:: Task statement ::
Reproduce the following rows line for line, without any changes.

:: Stored items ::

>> Start

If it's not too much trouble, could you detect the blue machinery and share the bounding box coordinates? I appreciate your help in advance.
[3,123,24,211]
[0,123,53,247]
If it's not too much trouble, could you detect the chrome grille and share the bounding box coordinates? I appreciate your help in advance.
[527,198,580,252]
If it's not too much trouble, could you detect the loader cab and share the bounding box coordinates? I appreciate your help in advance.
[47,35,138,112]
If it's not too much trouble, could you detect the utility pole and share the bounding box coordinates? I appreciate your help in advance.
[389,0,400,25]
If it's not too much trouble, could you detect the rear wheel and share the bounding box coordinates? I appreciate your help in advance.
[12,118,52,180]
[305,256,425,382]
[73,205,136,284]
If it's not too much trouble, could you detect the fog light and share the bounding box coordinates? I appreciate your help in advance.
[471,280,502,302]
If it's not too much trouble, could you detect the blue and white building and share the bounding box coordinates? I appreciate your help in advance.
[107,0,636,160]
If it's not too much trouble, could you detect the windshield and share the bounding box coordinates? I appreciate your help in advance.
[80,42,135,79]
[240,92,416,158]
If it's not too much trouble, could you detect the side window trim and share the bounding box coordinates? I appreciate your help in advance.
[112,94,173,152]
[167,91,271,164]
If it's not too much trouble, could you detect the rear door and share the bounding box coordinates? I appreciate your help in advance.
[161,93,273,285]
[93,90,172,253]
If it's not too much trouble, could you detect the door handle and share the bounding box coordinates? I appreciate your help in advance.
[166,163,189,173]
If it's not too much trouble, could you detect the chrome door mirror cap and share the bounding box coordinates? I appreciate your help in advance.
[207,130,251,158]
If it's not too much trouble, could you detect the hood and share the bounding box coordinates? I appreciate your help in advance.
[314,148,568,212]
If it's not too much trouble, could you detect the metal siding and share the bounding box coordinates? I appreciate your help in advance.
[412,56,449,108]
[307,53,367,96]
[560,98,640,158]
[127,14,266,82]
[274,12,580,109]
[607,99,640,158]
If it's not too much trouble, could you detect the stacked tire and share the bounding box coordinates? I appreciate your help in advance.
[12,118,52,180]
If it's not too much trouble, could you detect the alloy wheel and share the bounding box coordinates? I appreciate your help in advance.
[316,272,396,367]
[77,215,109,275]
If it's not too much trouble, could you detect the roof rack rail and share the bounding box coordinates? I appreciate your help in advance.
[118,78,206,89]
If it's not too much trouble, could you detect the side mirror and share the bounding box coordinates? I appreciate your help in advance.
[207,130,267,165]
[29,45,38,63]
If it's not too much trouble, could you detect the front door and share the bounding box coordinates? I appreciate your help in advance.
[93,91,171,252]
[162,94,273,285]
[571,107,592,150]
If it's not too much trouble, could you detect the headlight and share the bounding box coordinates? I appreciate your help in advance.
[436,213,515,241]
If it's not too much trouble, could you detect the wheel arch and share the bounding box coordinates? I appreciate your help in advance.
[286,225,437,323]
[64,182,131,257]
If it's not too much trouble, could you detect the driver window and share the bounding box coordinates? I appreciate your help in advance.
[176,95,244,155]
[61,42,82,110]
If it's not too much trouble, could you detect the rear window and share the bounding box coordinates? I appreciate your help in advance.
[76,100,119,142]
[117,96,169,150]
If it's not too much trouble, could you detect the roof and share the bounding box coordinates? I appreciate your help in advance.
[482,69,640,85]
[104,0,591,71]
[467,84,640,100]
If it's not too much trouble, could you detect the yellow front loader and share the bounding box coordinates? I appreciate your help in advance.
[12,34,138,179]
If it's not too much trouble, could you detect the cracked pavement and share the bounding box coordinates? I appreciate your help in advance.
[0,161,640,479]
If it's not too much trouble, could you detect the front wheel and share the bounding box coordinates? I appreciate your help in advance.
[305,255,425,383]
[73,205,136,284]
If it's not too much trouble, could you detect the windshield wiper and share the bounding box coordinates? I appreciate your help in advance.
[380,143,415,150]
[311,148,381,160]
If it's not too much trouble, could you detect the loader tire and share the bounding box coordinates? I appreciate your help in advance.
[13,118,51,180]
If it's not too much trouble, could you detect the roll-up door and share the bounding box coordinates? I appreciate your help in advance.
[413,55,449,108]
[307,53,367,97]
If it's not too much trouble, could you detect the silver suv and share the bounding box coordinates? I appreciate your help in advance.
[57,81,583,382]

>> End

:: Result of the task ::
If it's not too much trouble, could you detect the blue machinery and share the bounding box coordinates? I appreciate your help in advance.
[3,123,24,211]
[0,123,53,247]
If it's not too much trouble, could you detect the chrome grille and share the bounding box coordinates? I appreciate your help in advance.
[527,198,580,252]
If it's not too much trouble, could you detect the loader cab and share the bounding box coordinates? I appreciate your help in advance.
[47,35,138,112]
If it's not too much trouble, could you detect the utility pole and share the bounding box coordinates? I appreciate your help in advance.
[389,0,400,25]
If it's not too much trouble, could you detect the rear wheel and share the bounding box coordinates? I appreciate your help in advance.
[12,118,52,180]
[305,256,425,382]
[73,205,136,284]
If it's not too much trouble, could you detect the fog light and share the bounding box coordinates? I appreciate your help in advance.
[471,280,502,302]
If it's not too much trouble, could you detect the blue and white building and share the bounding box coordinates? I appreciate your help in advance.
[107,0,636,160]
If it's not too much trouble, could you detect the windshield and share the bounding box coordinates? I appreciate your help in advance.
[80,42,135,79]
[240,92,416,158]
If it's not too much trouble, could you detect the side window trim and share the bounding box coordinates? I appreciate your help in advance.
[112,94,173,152]
[167,91,271,164]
If it's not too much trouble, could you detect the rear door and share the bounding box coordinates? I appreciate your help in advance.
[161,93,273,285]
[93,90,172,253]
If it's not too much trouble, could you detect the door handle and share the bounding box coordinates? I appreciate your help in advance.
[166,163,189,173]
If it's not too much trouble, could you detect the chrome door mirror cap and share the bounding box coordinates? I appreciate your help in advance.
[207,130,251,158]
If it's not too much trouble, could you detect the hood and share the bounding box coordinates? I appreciate your help in advance.
[314,148,568,212]
If it's not too much trouble, could you detect the metal siding and share the bounding box coordinates? I appreciate your help in advance.
[412,56,449,108]
[307,53,367,96]
[560,98,640,158]
[127,14,266,82]
[274,12,580,109]
[607,99,640,158]
If it's not too much trouble, could you detect the stacked tire and share the bounding box coordinates? I appreciate your help in advance.
[12,118,52,180]
If it's not too much trouble, could you detect the alloy wheel and share the bounding box coordinates? I appreciate your help in advance.
[316,272,396,367]
[77,215,109,275]
If it's not too much trouble, could you detect the roof rack rail and share the bounding box coordinates? I appreciate your help in advance.
[118,78,206,89]
If it's not too much trouble, could you detect the side mirror and share the bounding box coordinates? I appreciate your help in advance.
[207,130,267,165]
[29,45,38,63]
If it's not too much trouble, could you detect the front door and share the bounding box coordinates? I appreciate your help in advance.
[93,91,171,252]
[162,94,273,285]
[571,107,592,150]
If it's not too much trouble, could you detect the headlight and share the bounding box coordinates? I appreciate your help in advance.
[436,213,515,241]
If it's not too much trouble, could you detect the wheel arch and share the bounding box coordinates? I appreciate your help in advance.
[286,225,437,323]
[64,182,131,257]
If it's not too much trouble, could you detect the driver window and share the bounding box coordinates? I appreciate your help in advance.
[176,95,244,155]
[61,42,82,110]
If it's not too much trouble, could you detect the rear window and share the bounding box coordinates? I appreciate your help in advance.
[76,100,119,142]
[117,96,169,150]
If it's not too much trouble, could you detect the roof and share the bounding box coordinates? I appreciate your help in advance.
[482,69,640,85]
[104,0,591,71]
[467,84,640,100]
If it's not too much trouble, could you detect the yellow front loader and share the bounding box coordinates? I appreciate your help in advance.
[12,34,138,179]
If it's not too much trouble, could you detect the cracked pavement and share the bounding box coordinates? I appreciate your help in advance.
[0,161,640,479]
If it's not too much trouble, could you detect the front wheel and share the bounding box coordinates? I appreciate your help in advance.
[305,255,425,383]
[73,205,136,284]
If it's not too much trouble, could you detect the windshield wiper and share the bounding box coordinates? I appreciate your help in advance.
[380,143,415,150]
[311,148,381,160]
If it's not too much trouble, could you detect the loader tire and share the bounding box coordinates? I appreciate your help in advance.
[13,118,51,180]
If it's not too much trouble, could you detect the roll-up door and share the bounding box coordinates? I appreciate your help in advance.
[413,55,449,108]
[307,53,367,97]
If it's not too much trouble, could you detect the silver suv and share the bounding box coordinates? I appreciate your help in advance.
[57,81,583,382]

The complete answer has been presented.